*課題 1*.
下の元データのうち「above」という語を含む行の数を、数字だけで答えてください。

*本文*.
2012年01月10日 06時44分40秒 | 桜井市へ
高田の亥の子暴れはさらに続き舞台は出荷場の内部に移った。

先ほど、お仮屋に祀られた屋形は神棚に置かれている。

ハチマキメシ、コヅケの膳やお神酒も置かれた棚だ。

床には暴れ回る男の子たちの人数分の膳がある。



半切りしたカシライモとカブラ、ハッタイコ(コバシとも)、ヒジキ(クロメのメイとも)、ダイズマメはカワラケに入れている。

その膳に箸を添えて空のお椀がある。

座脇にはネムの木で作った三本の足で組んだハチマキメシとコヅケ。

逆さにしたハチマキメシの上に乗せたコヅケが上下の三角垂は特徴ある形をしている。



小学生の子供たちが亥の子となって暴れるのだが、本来は直会の儀式とされる。

昔の話によれば座に座った子供たちが「器や」と騒ぎ立てて膳に空のカワラケを配らせた。

さらには「ご飯やー 菜っ葉やー 汁やー」と次々に要求して膳を揃えさせたという。

現在は汁物のお椀だけが空っぽですべての料理が盛られている。

大当家が一人ずつ膳にトーフ汁を入れていく。

*元データ*.

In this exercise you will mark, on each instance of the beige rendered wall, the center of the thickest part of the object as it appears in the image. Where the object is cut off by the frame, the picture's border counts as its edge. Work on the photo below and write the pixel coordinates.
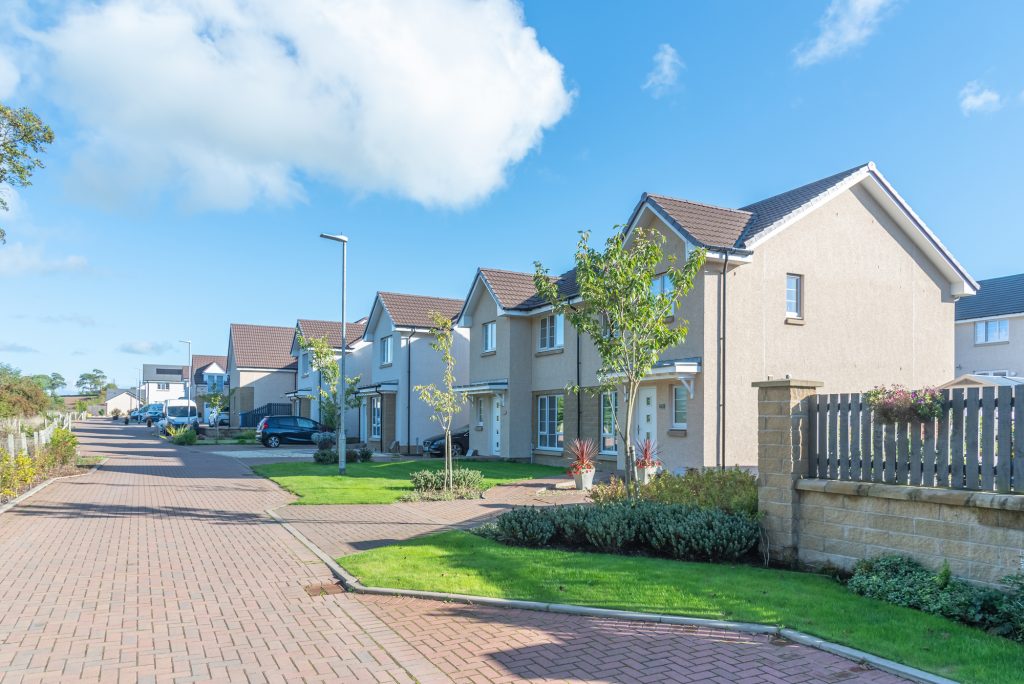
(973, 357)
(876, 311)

==

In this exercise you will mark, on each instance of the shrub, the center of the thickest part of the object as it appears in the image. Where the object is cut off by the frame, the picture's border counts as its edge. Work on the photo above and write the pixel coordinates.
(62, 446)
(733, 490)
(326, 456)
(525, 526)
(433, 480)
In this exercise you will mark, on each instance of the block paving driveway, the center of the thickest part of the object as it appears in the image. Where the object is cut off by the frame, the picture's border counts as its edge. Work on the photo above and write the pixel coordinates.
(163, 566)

*課題 2*.
亥の子の行事を記した本文について、最後の文に続く部分を書いてください。

*解答 1*.
2

*解答 2*.
声が掛かるとアカメシを小脇に抱えて、いきなり膳を蹴っ飛ばす。

トーフ汁やハッタイコの粉が舞いあがった。

カワラケもぶっ飛ぶ。膳そのものも飛んでいく。

飛ぶだけでは壊れないから足で踏みつけていく。

バキバキと壊れる音がする。

そんな様子に怖がる小さな小学生。



アカメシを抱えてうろうろする。

そのうち慣れてきた子どもは年長者を見習って膳を壊していく。

まだひ弱さがみられる幼い子どもはこうして成長していくのであろう。

それはともかく暴れるほどに激しければ神さんの意に適うという膳あばれはおよそ3分も続いた。



あばれから守ったセキハンを大事そうに抱えて帰る亥の子の一人はほっとした表情を浮かべる。